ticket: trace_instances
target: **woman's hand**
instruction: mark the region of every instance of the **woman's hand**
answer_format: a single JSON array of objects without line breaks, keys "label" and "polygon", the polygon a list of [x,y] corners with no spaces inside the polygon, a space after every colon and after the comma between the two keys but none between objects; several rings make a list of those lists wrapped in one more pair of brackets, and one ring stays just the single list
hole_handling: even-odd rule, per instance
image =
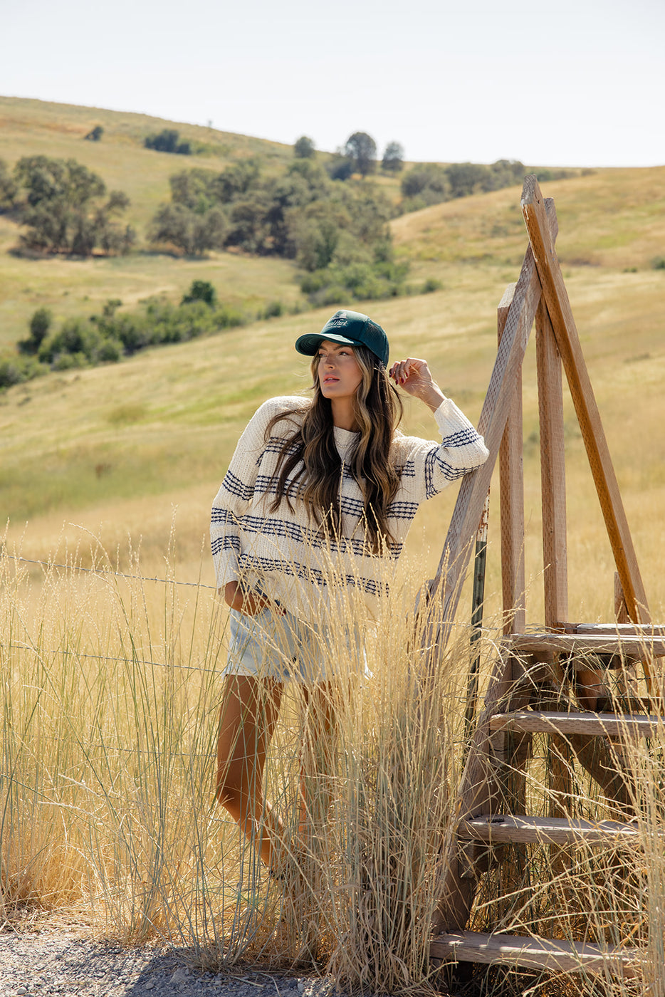
[{"label": "woman's hand", "polygon": [[399,360],[391,367],[390,377],[399,388],[404,388],[408,395],[420,398],[433,412],[446,398],[432,377],[427,360],[419,360],[418,357]]},{"label": "woman's hand", "polygon": [[[219,594],[222,594],[221,589],[219,589]],[[278,603],[273,602],[272,599],[266,599],[258,592],[243,592],[239,581],[227,581],[224,585],[223,597],[227,606],[230,606],[231,609],[237,609],[245,616],[256,616],[261,609],[271,609],[272,612],[280,616],[283,616],[285,612]]]}]

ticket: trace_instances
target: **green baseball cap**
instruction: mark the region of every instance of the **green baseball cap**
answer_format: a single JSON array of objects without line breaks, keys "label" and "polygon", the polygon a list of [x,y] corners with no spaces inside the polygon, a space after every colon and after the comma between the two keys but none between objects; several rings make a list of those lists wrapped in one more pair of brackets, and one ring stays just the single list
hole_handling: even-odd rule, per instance
[{"label": "green baseball cap", "polygon": [[321,332],[307,332],[304,336],[299,336],[295,341],[295,348],[298,353],[313,357],[324,339],[332,343],[346,343],[348,346],[366,346],[384,367],[388,366],[388,336],[369,315],[343,308],[328,319]]}]

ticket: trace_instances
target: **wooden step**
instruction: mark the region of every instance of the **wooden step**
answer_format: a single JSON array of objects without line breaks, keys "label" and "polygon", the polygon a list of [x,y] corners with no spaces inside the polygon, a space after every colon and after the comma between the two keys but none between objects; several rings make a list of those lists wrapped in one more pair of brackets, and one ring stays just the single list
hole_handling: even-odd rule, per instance
[{"label": "wooden step", "polygon": [[504,638],[505,644],[523,654],[550,651],[572,657],[589,655],[618,656],[625,661],[665,657],[665,638],[656,636],[626,636],[616,633],[514,633]]},{"label": "wooden step", "polygon": [[639,637],[645,641],[650,641],[654,637],[665,638],[665,626],[662,623],[564,623],[562,626],[566,633]]},{"label": "wooden step", "polygon": [[588,734],[589,736],[650,738],[665,735],[665,717],[628,713],[556,713],[548,710],[515,710],[490,718],[493,731],[516,734]]},{"label": "wooden step", "polygon": [[525,842],[538,844],[626,845],[637,838],[633,824],[620,821],[575,821],[560,817],[526,817],[490,814],[461,821],[458,834],[488,844]]},{"label": "wooden step", "polygon": [[644,959],[638,948],[610,948],[590,942],[561,941],[520,935],[481,934],[478,931],[448,931],[430,942],[434,959],[457,962],[502,963],[551,972],[597,972],[612,969],[631,978]]}]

## Aim of the task
Reproduce all three rows above word for word, leaving the pictures out of your copy.

## Task solution
ticket: trace_instances
target: **woman's hand**
instruction: mark the region of every instance of the **woman's hand**
answer_format: a single JSON array of objects without line breaks, keys "label" and "polygon", the polygon a list of [x,y] corners with no spaces inside the polygon, a space after every colon and after the comma between the two keys but none between objects; several rings make a list of those lists wrapped in one more pair of brackets, and one ring stays just the single list
hole_handling: even-odd rule, per instance
image =
[{"label": "woman's hand", "polygon": [[399,360],[391,367],[390,377],[399,388],[404,388],[408,395],[420,398],[433,412],[446,398],[432,377],[427,360],[419,360],[418,357]]},{"label": "woman's hand", "polygon": [[[219,594],[222,594],[221,589],[219,589]],[[278,603],[273,602],[272,599],[266,599],[258,592],[243,592],[239,581],[227,581],[224,585],[223,597],[227,606],[230,606],[231,609],[237,609],[245,616],[256,616],[261,609],[271,609],[272,612],[280,616],[283,616],[285,612]]]}]

ticket: trace_instances
target: **green baseball cap**
instruction: mark the region of every instance of the **green baseball cap**
answer_format: a single JSON array of objects without line breaks, keys "label" and "polygon", the polygon a list of [x,y] corners with no spaces inside the polygon, a space after every colon and after the comma between the two keys but none between objects; several rings make a list of those lists wrapped in one more pair of brackets, and one ring stays just the single list
hole_handling: even-odd rule, per instance
[{"label": "green baseball cap", "polygon": [[321,332],[307,332],[304,336],[299,336],[295,341],[295,348],[298,353],[313,357],[324,339],[332,343],[346,343],[348,346],[366,346],[384,367],[388,366],[388,336],[369,315],[343,308],[328,319]]}]

ticket: trace_instances
target: **wooden step**
instruction: mark the region of every instance of the **wooden step**
answer_format: a single JSON array of objects without line breaks, keys "label" and "polygon", the polygon a list of [x,y] corners with no spaces inside the polygon, a space after every colon and after the comma between the two keys but none between objects; several rings make a list of those lists wrapped in one more pair of brackets, and one ring stays just the single list
hole_handling: even-odd rule, per instance
[{"label": "wooden step", "polygon": [[504,638],[505,644],[523,654],[550,651],[572,657],[589,655],[618,656],[625,661],[665,657],[665,638],[656,636],[626,636],[616,633],[514,633]]},{"label": "wooden step", "polygon": [[639,637],[645,641],[650,641],[654,637],[665,638],[665,626],[662,623],[564,623],[562,626],[566,633]]},{"label": "wooden step", "polygon": [[588,734],[589,736],[650,738],[665,735],[665,717],[628,713],[556,713],[548,710],[515,710],[490,718],[493,731],[516,734]]},{"label": "wooden step", "polygon": [[525,842],[538,844],[626,845],[637,838],[633,824],[620,821],[575,821],[560,817],[526,817],[490,814],[461,821],[458,834],[488,844]]},{"label": "wooden step", "polygon": [[644,959],[638,948],[610,948],[590,942],[561,941],[520,935],[481,934],[478,931],[448,931],[430,942],[434,959],[457,962],[502,963],[551,972],[597,972],[612,969],[631,978]]}]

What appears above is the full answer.